Schreiben Sie den Abschnitt des Textes über Patti Smith von „Ihr habt so“ bis einschließlich „paar Hits drauflegen.“ neu und ersetzen Sie dabei „Open-Air-Arena“ durch „Stadthalle“.

#### TEXTAUSZUG:
((

Patti Smith: Von Wien inspiriert

Patti Smith live: 14. 7. in Wien, 4. 8. in Wels
Die "Grandmother of Punk" über ihre "Horses"-Show, ihre Motivation und den Papst.

Ihr habt so viele Autoren, Architekten, Philosophen und Komponisten, die mir so wichtig sind." Patti Smith liebt Wien und kommt immer wieder gerne in die Donaumetropole. Wenn sie am 14. Juli in der Open-Air-Arena auftritt, wird sie das 40-jährige Jubiläum ihres Debüts "Horses" feiern, dabei das Album durchspielen und ein paar Hits drauflegen.

KURIER: Ich würde meinen, dass Sie lieber in die Zukunft als in die Vergangenheit blicken. Warum aber dann die "Horses"-Show?

))

#### ENTNOMMENE ZEILEN:

((

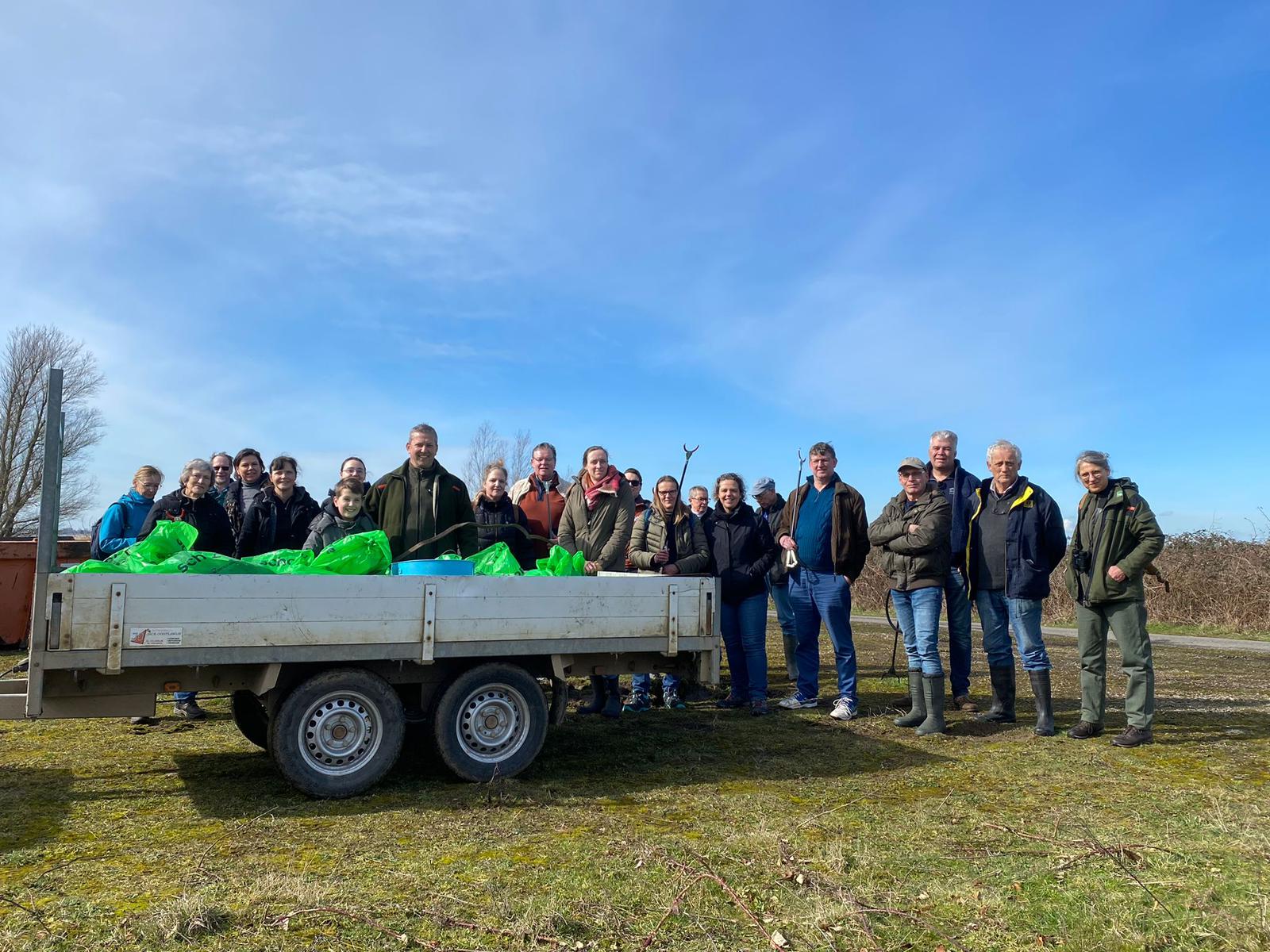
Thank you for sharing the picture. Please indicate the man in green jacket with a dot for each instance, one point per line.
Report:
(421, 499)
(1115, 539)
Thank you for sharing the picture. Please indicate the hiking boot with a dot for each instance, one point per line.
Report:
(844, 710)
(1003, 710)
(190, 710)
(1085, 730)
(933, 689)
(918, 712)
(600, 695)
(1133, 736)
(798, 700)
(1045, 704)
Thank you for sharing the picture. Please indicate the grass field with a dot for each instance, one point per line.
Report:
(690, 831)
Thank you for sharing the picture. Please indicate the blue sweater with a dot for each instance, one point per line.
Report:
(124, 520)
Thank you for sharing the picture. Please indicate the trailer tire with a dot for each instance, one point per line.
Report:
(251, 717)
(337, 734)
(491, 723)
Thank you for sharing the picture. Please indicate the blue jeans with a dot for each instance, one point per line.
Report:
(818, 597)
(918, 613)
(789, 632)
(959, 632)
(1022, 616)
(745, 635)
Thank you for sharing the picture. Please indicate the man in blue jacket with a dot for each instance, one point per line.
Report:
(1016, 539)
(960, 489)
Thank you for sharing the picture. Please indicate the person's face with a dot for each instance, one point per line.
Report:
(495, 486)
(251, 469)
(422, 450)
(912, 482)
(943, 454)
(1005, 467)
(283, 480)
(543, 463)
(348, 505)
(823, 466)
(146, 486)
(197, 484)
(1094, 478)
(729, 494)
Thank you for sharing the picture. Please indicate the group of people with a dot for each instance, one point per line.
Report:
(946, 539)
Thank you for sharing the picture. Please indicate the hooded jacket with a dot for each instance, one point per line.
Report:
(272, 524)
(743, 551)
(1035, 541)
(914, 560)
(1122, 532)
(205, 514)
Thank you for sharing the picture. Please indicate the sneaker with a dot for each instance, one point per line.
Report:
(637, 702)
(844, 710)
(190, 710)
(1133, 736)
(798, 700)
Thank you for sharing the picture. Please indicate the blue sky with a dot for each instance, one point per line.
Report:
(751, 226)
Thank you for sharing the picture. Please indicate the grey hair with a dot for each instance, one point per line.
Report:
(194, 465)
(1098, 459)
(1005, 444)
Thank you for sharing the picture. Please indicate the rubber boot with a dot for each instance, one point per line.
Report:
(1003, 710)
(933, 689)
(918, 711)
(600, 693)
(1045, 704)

))
((

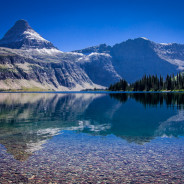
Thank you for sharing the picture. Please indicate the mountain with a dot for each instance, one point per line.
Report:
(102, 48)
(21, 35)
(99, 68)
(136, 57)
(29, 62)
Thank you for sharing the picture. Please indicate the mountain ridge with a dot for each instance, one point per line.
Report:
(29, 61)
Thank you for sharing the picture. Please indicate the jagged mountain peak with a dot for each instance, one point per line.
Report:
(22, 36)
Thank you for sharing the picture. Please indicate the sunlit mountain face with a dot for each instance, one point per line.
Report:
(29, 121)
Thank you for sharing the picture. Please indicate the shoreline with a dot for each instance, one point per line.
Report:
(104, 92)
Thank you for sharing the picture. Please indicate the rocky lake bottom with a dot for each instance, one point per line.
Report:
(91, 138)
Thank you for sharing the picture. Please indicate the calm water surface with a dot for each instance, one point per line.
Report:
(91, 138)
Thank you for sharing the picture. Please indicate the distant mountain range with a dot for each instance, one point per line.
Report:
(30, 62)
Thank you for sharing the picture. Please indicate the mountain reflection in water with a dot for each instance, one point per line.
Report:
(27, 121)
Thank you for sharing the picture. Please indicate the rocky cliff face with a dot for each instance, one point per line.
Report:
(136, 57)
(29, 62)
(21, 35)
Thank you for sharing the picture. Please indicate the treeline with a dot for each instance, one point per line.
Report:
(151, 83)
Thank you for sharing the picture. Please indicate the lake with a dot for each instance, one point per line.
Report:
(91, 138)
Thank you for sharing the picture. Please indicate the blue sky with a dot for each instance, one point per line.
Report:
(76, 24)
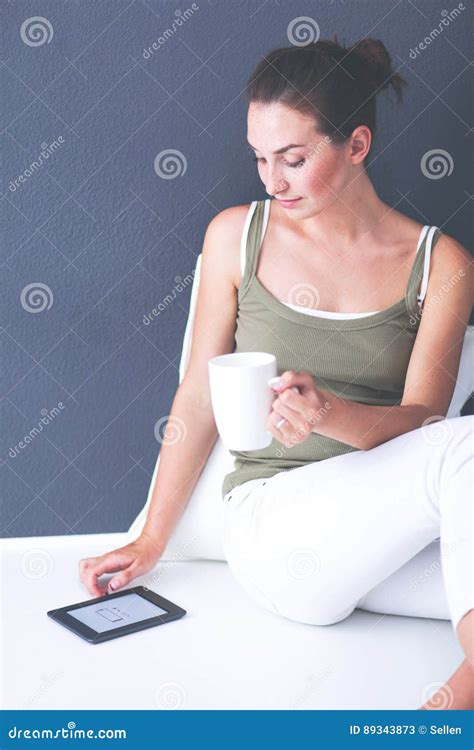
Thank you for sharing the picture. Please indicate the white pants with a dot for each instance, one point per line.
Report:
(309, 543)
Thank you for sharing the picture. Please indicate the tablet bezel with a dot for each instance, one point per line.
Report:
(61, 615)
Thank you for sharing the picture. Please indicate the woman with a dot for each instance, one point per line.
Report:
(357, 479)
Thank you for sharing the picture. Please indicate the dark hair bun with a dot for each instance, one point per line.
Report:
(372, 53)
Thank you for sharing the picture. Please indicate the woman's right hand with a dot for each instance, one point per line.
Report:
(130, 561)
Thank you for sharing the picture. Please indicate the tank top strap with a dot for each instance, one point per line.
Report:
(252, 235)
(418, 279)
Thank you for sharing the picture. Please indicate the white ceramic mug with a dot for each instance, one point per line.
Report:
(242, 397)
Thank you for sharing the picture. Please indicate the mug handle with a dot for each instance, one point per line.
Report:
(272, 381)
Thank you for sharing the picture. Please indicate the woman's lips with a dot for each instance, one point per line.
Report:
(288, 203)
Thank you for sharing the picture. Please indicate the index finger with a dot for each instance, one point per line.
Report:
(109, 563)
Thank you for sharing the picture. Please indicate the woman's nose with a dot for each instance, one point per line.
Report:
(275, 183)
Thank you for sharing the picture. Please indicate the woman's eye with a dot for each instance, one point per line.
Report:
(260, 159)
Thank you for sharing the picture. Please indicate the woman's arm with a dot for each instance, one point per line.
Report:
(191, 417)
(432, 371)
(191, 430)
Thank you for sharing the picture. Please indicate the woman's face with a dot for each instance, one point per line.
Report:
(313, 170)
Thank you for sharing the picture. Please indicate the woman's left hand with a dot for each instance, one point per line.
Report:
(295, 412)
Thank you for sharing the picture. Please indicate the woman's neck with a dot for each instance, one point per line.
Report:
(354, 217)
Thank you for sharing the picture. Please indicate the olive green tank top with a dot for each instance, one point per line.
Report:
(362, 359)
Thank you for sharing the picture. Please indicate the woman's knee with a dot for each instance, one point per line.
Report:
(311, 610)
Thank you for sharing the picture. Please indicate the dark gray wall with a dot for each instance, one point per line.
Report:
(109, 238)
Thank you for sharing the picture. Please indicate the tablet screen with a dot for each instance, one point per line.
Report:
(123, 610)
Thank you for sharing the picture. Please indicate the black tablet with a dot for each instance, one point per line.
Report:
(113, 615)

))

#### ANTWORTFELD:
Ihr habt so viele Autoren, Architekten, Philosophen und Komponisten, die mir so wichtig sind." Patti Smith liebt Wien und kommt immer wieder gerne in die Donaumetropole. Wenn sie am 14. Juli in der Stadthalle auftritt, wird sie das 40-jährige Jubiläum ihres Debüts "Horses" feiern, dabei das Album durchspielen und ein paar Hits drauflegen.